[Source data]
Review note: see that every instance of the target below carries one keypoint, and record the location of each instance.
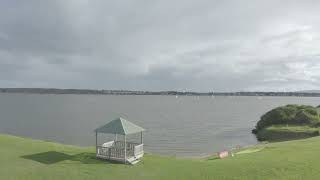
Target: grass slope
(31, 159)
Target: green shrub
(290, 114)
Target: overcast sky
(161, 45)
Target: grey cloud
(150, 45)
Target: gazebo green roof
(120, 126)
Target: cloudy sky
(161, 45)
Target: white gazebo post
(96, 142)
(125, 149)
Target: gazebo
(120, 150)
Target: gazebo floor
(130, 159)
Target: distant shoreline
(173, 93)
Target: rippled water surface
(183, 126)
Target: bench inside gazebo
(120, 150)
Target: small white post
(96, 143)
(125, 150)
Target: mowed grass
(32, 159)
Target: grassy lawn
(282, 133)
(31, 159)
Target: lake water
(183, 126)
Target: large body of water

» What the task asks
Only the line containing "Target: grey cloud" and the lines after it, up to and including the last line of the data, should appear in the answer, exactly as written.

» Answer to this exercise
Target: grey cloud
(150, 45)
Target: gazebo green roof
(120, 126)
Target: cloudy sky
(161, 45)
Target: white gazebo post
(96, 142)
(125, 149)
Target: gazebo
(120, 150)
Target: gazebo floor
(130, 159)
Target: distant shoreline
(173, 93)
Target: rippled water surface
(183, 126)
Target: bench inside gazebo
(120, 150)
Target: small white post
(96, 143)
(125, 150)
Target: mowed grass
(32, 159)
Target: grassy lawn
(282, 133)
(31, 159)
Target: lake water
(183, 126)
Target: large body of water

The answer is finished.